* [What needs to be done]
Everything in the data should be repeated exactly, save for the images.

[Begin Task input]

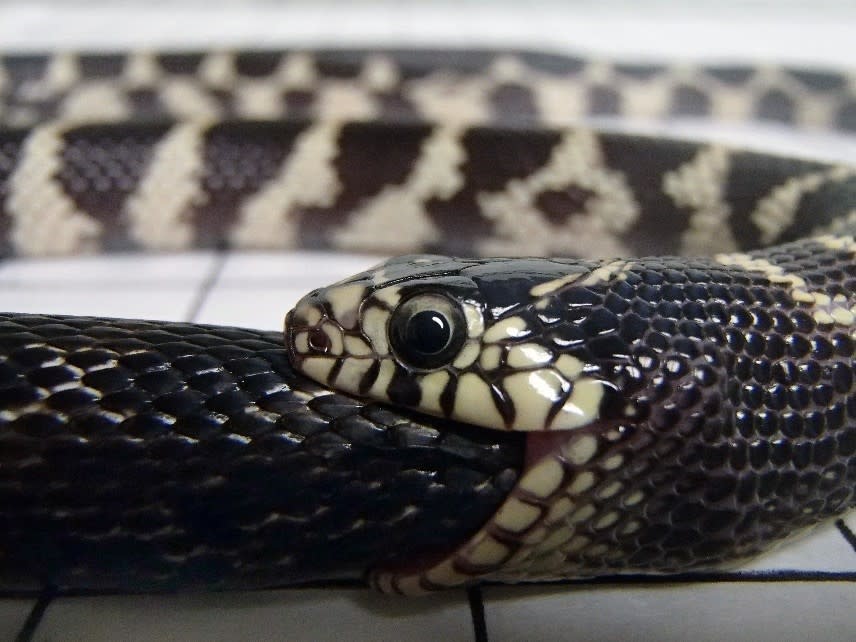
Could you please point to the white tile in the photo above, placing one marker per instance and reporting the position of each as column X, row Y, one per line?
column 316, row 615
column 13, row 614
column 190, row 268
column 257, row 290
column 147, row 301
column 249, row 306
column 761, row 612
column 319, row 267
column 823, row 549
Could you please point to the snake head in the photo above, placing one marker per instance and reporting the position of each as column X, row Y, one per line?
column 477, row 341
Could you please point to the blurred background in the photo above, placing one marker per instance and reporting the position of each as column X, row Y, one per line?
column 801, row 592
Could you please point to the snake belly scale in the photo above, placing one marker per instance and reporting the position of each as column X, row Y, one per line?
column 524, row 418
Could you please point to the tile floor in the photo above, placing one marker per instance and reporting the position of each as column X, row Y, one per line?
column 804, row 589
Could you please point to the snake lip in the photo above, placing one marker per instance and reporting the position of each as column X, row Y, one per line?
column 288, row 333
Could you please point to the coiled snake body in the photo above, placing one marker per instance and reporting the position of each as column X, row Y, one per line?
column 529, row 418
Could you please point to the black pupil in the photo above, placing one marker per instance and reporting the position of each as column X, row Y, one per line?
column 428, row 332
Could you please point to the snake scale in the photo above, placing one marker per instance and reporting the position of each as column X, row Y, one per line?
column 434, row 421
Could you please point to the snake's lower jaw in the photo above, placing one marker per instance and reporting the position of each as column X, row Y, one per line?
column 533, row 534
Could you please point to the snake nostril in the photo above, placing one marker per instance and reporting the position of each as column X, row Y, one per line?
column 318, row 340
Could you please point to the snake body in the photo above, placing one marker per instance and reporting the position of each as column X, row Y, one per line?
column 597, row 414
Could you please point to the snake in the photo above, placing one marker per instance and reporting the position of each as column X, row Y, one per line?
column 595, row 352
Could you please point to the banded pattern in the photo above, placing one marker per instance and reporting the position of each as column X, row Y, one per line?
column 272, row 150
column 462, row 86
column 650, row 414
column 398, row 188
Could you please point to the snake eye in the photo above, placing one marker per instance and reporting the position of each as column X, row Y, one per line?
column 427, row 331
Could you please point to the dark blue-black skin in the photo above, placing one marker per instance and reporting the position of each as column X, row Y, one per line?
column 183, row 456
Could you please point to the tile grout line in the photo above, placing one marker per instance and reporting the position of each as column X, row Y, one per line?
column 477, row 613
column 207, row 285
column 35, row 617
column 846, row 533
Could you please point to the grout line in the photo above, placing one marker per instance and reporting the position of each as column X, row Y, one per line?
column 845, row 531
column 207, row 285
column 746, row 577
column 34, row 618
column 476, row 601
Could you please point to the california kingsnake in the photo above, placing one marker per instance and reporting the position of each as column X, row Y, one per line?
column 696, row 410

[End Task input]

* [Answer in full]
Could you please point to the white tile in the photo above, placing one marker per instance and reporting the position of each as column X, row Y, one per line?
column 316, row 615
column 13, row 614
column 190, row 268
column 257, row 290
column 147, row 301
column 249, row 306
column 761, row 612
column 319, row 267
column 823, row 549
Could you please point to the snake head in the photo above, placing one marker per instance and reporting the position of each as column X, row Y, one per line?
column 477, row 341
Could you please point to the blurred background in the photo above, placing one marker per instance and reporting the position of each as column X, row Y, one per line?
column 801, row 592
Could you please point to the snake belly scale in the photo above, placing one marker per instance and reporting the position of each as column X, row Y, one per line?
column 524, row 418
Could you please point to the tile floor in the photo above, placing one marker per instance and reporting the position of each as column X, row Y, one per line?
column 804, row 589
Could you please point to the snake lip in the photo above, placing one marker per instance and reporting the position of each as column X, row Y, one per line?
column 288, row 333
Could you please point to the coiled snake body in the photo above, placing one marker per instance and reporting the position of each as column X, row Y, one per line?
column 529, row 418
Could you please point to the black pupil in the photo above, placing one marker per instance and reporting the position of each as column X, row Y, one per line?
column 428, row 332
Could you please point to the snake scale in the photo above, placing one marker per instance and reporting the position of each as column X, row Y, one per line?
column 434, row 421
Could you please point to the snake's lower jaw in the photo above, placing one marker per instance and reporting the position of each as column X, row Y, one per line?
column 533, row 534
Could you please point to the snake nostril in the photo above, placing one marker per instance and reporting the position of each as column X, row Y, one per line?
column 318, row 340
Could you please point to the snake body in the photo above, placing one marker per instance and reporting the position of each as column X, row Y, one per line?
column 597, row 414
Could you please point to the snake in the photo above, placing one marker per instance and reporting the position of each as column X, row Y, one per line?
column 595, row 352
Could you please point to the banded pattern in the photo above, placing one marker per instance and reporting the position of each as column X, row Y, one per line?
column 272, row 150
column 462, row 86
column 650, row 414
column 398, row 188
Could you please point to the snake eye in the photo above, placing one marker per instance and reporting the position of each as column X, row Y, one per line?
column 427, row 331
Could you please point to the dark blue-black skin in the photo above, placing one marker per instance and reporting the position of each as column X, row Y, one per line?
column 183, row 456
Could you please point to the tile grout line in the photo above, placing one marker per instance and reporting the position of each as column X, row Y, one per line?
column 477, row 613
column 207, row 285
column 35, row 617
column 846, row 533
Could you please point to the grout line in the photo above, placing one marker per instance and reporting the position of each as column X, row Y, one per line?
column 845, row 531
column 207, row 285
column 746, row 577
column 34, row 618
column 476, row 601
Could you please point to the california kingsnake in the photo above, placing one marker per instance and reporting the position of each as column X, row Y, one per line?
column 696, row 410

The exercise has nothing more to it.